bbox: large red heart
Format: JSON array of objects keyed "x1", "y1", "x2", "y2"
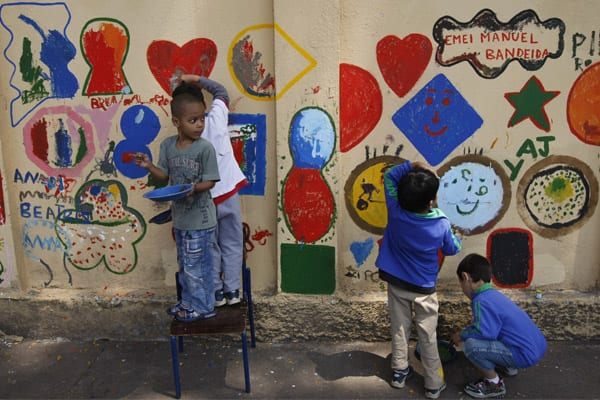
[
  {"x1": 146, "y1": 38, "x2": 217, "y2": 94},
  {"x1": 340, "y1": 63, "x2": 383, "y2": 153},
  {"x1": 377, "y1": 33, "x2": 433, "y2": 97}
]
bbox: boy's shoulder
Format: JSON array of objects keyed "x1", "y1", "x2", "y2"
[{"x1": 160, "y1": 135, "x2": 177, "y2": 145}]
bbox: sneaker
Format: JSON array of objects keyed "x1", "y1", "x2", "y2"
[
  {"x1": 496, "y1": 365, "x2": 519, "y2": 376},
  {"x1": 225, "y1": 290, "x2": 240, "y2": 306},
  {"x1": 167, "y1": 303, "x2": 186, "y2": 316},
  {"x1": 175, "y1": 308, "x2": 217, "y2": 322},
  {"x1": 390, "y1": 365, "x2": 412, "y2": 389},
  {"x1": 425, "y1": 383, "x2": 446, "y2": 399},
  {"x1": 464, "y1": 378, "x2": 506, "y2": 399},
  {"x1": 215, "y1": 289, "x2": 227, "y2": 307}
]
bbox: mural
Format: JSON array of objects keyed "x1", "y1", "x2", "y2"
[
  {"x1": 517, "y1": 156, "x2": 598, "y2": 238},
  {"x1": 0, "y1": 172, "x2": 6, "y2": 225},
  {"x1": 23, "y1": 106, "x2": 95, "y2": 176},
  {"x1": 340, "y1": 64, "x2": 383, "y2": 152},
  {"x1": 56, "y1": 180, "x2": 146, "y2": 274},
  {"x1": 146, "y1": 38, "x2": 217, "y2": 95},
  {"x1": 392, "y1": 74, "x2": 483, "y2": 165},
  {"x1": 487, "y1": 228, "x2": 533, "y2": 289},
  {"x1": 229, "y1": 24, "x2": 317, "y2": 100},
  {"x1": 437, "y1": 154, "x2": 511, "y2": 235},
  {"x1": 344, "y1": 151, "x2": 406, "y2": 235},
  {"x1": 281, "y1": 107, "x2": 335, "y2": 243},
  {"x1": 81, "y1": 18, "x2": 132, "y2": 96},
  {"x1": 504, "y1": 76, "x2": 560, "y2": 132},
  {"x1": 433, "y1": 9, "x2": 565, "y2": 78},
  {"x1": 280, "y1": 243, "x2": 336, "y2": 294},
  {"x1": 113, "y1": 105, "x2": 161, "y2": 178},
  {"x1": 0, "y1": 2, "x2": 79, "y2": 127},
  {"x1": 0, "y1": 0, "x2": 600, "y2": 295},
  {"x1": 567, "y1": 59, "x2": 600, "y2": 146},
  {"x1": 377, "y1": 33, "x2": 433, "y2": 97}
]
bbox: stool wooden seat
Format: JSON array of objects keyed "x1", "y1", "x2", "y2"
[
  {"x1": 171, "y1": 300, "x2": 248, "y2": 336},
  {"x1": 170, "y1": 259, "x2": 256, "y2": 399}
]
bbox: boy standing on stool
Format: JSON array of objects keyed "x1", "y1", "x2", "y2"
[
  {"x1": 135, "y1": 82, "x2": 219, "y2": 322},
  {"x1": 451, "y1": 254, "x2": 547, "y2": 399},
  {"x1": 181, "y1": 74, "x2": 248, "y2": 307},
  {"x1": 375, "y1": 161, "x2": 462, "y2": 399}
]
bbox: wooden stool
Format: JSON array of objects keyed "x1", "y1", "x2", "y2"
[{"x1": 170, "y1": 258, "x2": 256, "y2": 399}]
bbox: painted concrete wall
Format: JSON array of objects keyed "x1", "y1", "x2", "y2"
[{"x1": 0, "y1": 0, "x2": 600, "y2": 336}]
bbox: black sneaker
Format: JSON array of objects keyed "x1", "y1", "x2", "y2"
[
  {"x1": 464, "y1": 378, "x2": 506, "y2": 399},
  {"x1": 225, "y1": 290, "x2": 240, "y2": 306},
  {"x1": 215, "y1": 289, "x2": 227, "y2": 307},
  {"x1": 496, "y1": 365, "x2": 519, "y2": 376},
  {"x1": 390, "y1": 365, "x2": 412, "y2": 389},
  {"x1": 425, "y1": 383, "x2": 446, "y2": 399}
]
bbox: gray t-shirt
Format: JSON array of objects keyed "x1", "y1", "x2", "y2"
[{"x1": 157, "y1": 136, "x2": 220, "y2": 230}]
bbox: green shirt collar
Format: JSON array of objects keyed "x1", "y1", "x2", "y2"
[{"x1": 473, "y1": 282, "x2": 492, "y2": 294}]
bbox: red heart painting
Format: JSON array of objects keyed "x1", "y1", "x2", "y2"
[
  {"x1": 146, "y1": 38, "x2": 217, "y2": 94},
  {"x1": 377, "y1": 33, "x2": 433, "y2": 97},
  {"x1": 340, "y1": 63, "x2": 383, "y2": 153}
]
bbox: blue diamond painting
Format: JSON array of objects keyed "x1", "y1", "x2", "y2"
[{"x1": 392, "y1": 74, "x2": 483, "y2": 165}]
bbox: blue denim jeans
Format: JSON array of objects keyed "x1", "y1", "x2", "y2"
[
  {"x1": 174, "y1": 228, "x2": 216, "y2": 313},
  {"x1": 463, "y1": 339, "x2": 516, "y2": 371}
]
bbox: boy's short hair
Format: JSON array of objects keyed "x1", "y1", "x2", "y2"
[
  {"x1": 456, "y1": 253, "x2": 492, "y2": 283},
  {"x1": 398, "y1": 168, "x2": 440, "y2": 213},
  {"x1": 171, "y1": 81, "x2": 206, "y2": 117}
]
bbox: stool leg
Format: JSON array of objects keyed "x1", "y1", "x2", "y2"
[
  {"x1": 171, "y1": 336, "x2": 181, "y2": 399},
  {"x1": 242, "y1": 331, "x2": 250, "y2": 393},
  {"x1": 242, "y1": 264, "x2": 256, "y2": 347}
]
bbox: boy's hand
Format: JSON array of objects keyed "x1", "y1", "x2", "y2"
[
  {"x1": 134, "y1": 153, "x2": 152, "y2": 169},
  {"x1": 450, "y1": 331, "x2": 462, "y2": 347},
  {"x1": 452, "y1": 226, "x2": 464, "y2": 240},
  {"x1": 179, "y1": 74, "x2": 200, "y2": 83},
  {"x1": 410, "y1": 161, "x2": 439, "y2": 178}
]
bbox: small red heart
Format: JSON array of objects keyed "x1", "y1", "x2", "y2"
[
  {"x1": 377, "y1": 33, "x2": 433, "y2": 97},
  {"x1": 146, "y1": 38, "x2": 217, "y2": 94}
]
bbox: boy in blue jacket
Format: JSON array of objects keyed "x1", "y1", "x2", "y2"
[
  {"x1": 375, "y1": 161, "x2": 462, "y2": 399},
  {"x1": 451, "y1": 254, "x2": 547, "y2": 399}
]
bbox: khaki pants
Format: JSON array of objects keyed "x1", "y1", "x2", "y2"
[{"x1": 387, "y1": 284, "x2": 444, "y2": 389}]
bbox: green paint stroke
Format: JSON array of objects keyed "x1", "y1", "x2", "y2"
[
  {"x1": 281, "y1": 243, "x2": 335, "y2": 294},
  {"x1": 544, "y1": 177, "x2": 573, "y2": 203}
]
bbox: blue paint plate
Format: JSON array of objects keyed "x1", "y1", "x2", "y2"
[
  {"x1": 144, "y1": 183, "x2": 194, "y2": 201},
  {"x1": 415, "y1": 340, "x2": 456, "y2": 364}
]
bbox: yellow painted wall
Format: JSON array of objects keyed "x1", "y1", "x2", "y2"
[{"x1": 0, "y1": 0, "x2": 600, "y2": 304}]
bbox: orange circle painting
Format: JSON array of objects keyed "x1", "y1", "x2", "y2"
[{"x1": 567, "y1": 63, "x2": 600, "y2": 146}]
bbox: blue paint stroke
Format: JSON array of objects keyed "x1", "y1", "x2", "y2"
[
  {"x1": 0, "y1": 2, "x2": 79, "y2": 127},
  {"x1": 54, "y1": 118, "x2": 73, "y2": 168},
  {"x1": 113, "y1": 105, "x2": 161, "y2": 179},
  {"x1": 350, "y1": 238, "x2": 375, "y2": 267},
  {"x1": 228, "y1": 114, "x2": 267, "y2": 196},
  {"x1": 290, "y1": 107, "x2": 335, "y2": 170},
  {"x1": 392, "y1": 74, "x2": 483, "y2": 165}
]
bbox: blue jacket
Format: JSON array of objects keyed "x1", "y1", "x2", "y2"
* * * * * * * * *
What needs to be done: List each line from the items above that contains the word "stroke", copying every such line in full.

Task result:
bbox: green paint stroke
bbox: blue paint stroke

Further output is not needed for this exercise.